> _GIVEN TEXT_:
□ □ □ □

But after completing a Justice Stevens Public Interest Fellowship with the Cook County State’s Attorney’s office—the same agency that had prosecuted her relative, decades ago—she saw a need on the other side of the aisle.

Right before starting the fellowship, Anderson says, “I had an experience where I lost somebody to gun violence in Chicago. The person responsible for my friend’s death was brought to justice…and for the first time I was able to personally feel, in some sense, whole again. I felt there was a different door open to me on the prosecution side.”

Then, during the fellowship for the State’s Attorney’s Office, “I got to see the other side of it: actually helping victims who had been wronged. Witnesses, saying they needed help. I saw it was impactful from a different standpoint,” adds Anderson. “Being there, working for the people, seeing how that side of the criminal justice system actually benefits the community, I ended up following up with it.”

And just like the little girl in the courtroom, decades ago, Anderson now sees a need for people that look like her and grew up like her to work in a place where they’re underrepresented—to bring her valuable perspective to places like a prosecutor’s office.

“You have a different outlook and perspective. I’ve had family members in the criminal justice system, so I can relate to people on a different level,” Anderson says. “Even things people don’t think about, like language. Because I grew up in the same neighborhood, I know what [victims and witnesses] are saying. 

“It’s important to come from the community that you actually are serving.”

Anderson was the first in her family to graduate college. She grew up in the Prairie Avenue Courts public housing projects in Chicago’s Bronzeville neighborhood, attended Chicago Public Schools, and went on to receive her bachelor’s degree in social work from the University of Illinois at Urbana-Champaign in 2018.

□ □ □ □

> _STORED DATA_:
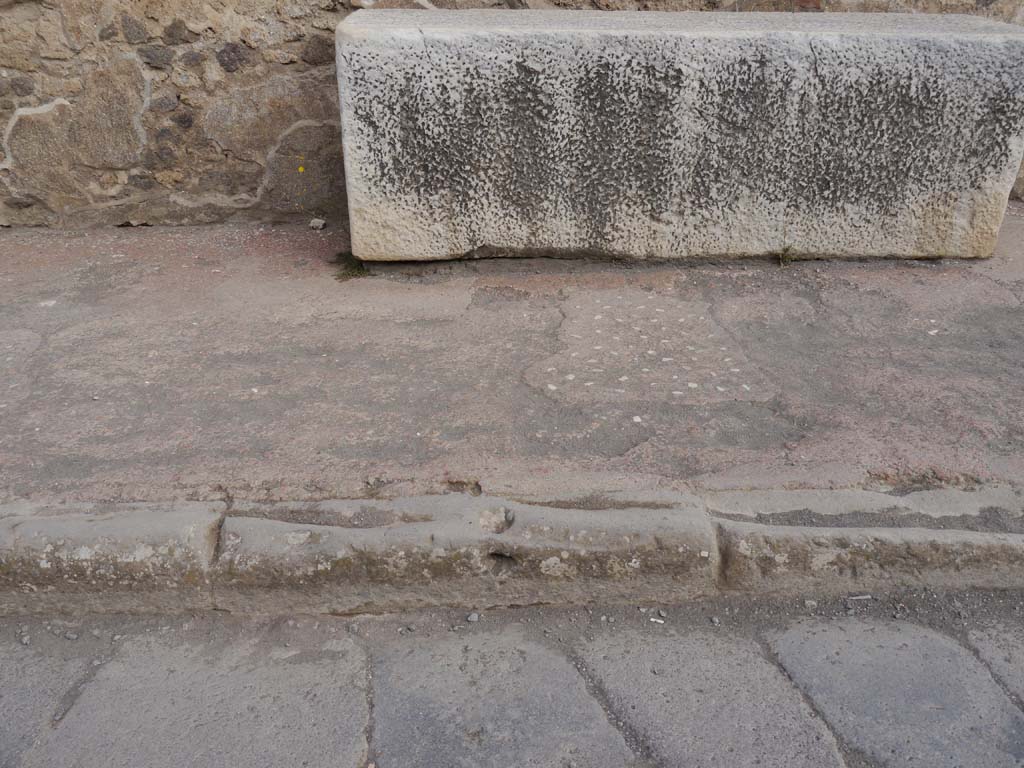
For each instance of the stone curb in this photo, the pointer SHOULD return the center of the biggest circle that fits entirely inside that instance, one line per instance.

□ □ □ □

> _TASKS_:
1. Answer these questions from the passage about Anderson's path to becoming a prosecutor:
(a) With which office did Anderson complete a Justice Stevens Public Interest Fellowship?
(b) What loss did Anderson experience right before starting the fellowship?
(c) What degree did Anderson receive, from which school, and in what year?
2. Write out the part of the passage about Anderson's path to becoming a prosecutor that begins with "Anderson was the" and ends after "Urbana-Champaign in 2018.", renaming "graduate college" as "earn a college degree".
3. Go on with the passage about Anderson's path to becoming a prosecutor, starting after its final sentence.
The listing was drawn from a different source than the text.

> _OUTPUTS_:
1.
(a) The Cook County State's Attorney's office
(b) A friend was lost to gun violence in Chicago.
(c) A bachelor's degree in social work from the University of Illinois at Urbana-Champaign, in 2018

2.
Anderson was the first in her family to earn a college degree. She grew up in the Prairie Avenue Courts public housing projects in Chicago’s Bronzeville neighborhood, attended Chicago Public Schools, and went on to receive her bachelor’s degree in social work from the University of Illinois at Urbana-Champaign in 2018.

3.
While at Illinois, she attended Chicago-Kent’s Pre-Law Undergraduate Scholars program, an intense summer session for underrepresented college students interested in the legal profession.

“I had this fear of whether or not I could actually do law school, because all I had heard were horror stories about how hard it was,” Anderson says. “I think for me, that was an important part of what the PLUS program did for me: it taught me that I actually can do it, I actually belong here.”

Before starting at Chicago-Kent in 2019, Anderson worked for Chicago Public Schools as a college access coach through AmeriCorps, and as a Washington, D.C., staffer for the Illinois first congressional district.

At Chicago-Kent, Anderson showed promise on the trial advocacy team, reaching the semifinals in the 2021 National Ethics Trial Competition

“Trial advocacy class really was what did it for me. I knew then that I wanted to do trial work, specifically,” Anderson says.

She completed the school’s criminal litigation certificate program, and now hopes to get a job with the State’s Attorney’s Office—where she continues to clerk—upon graduation.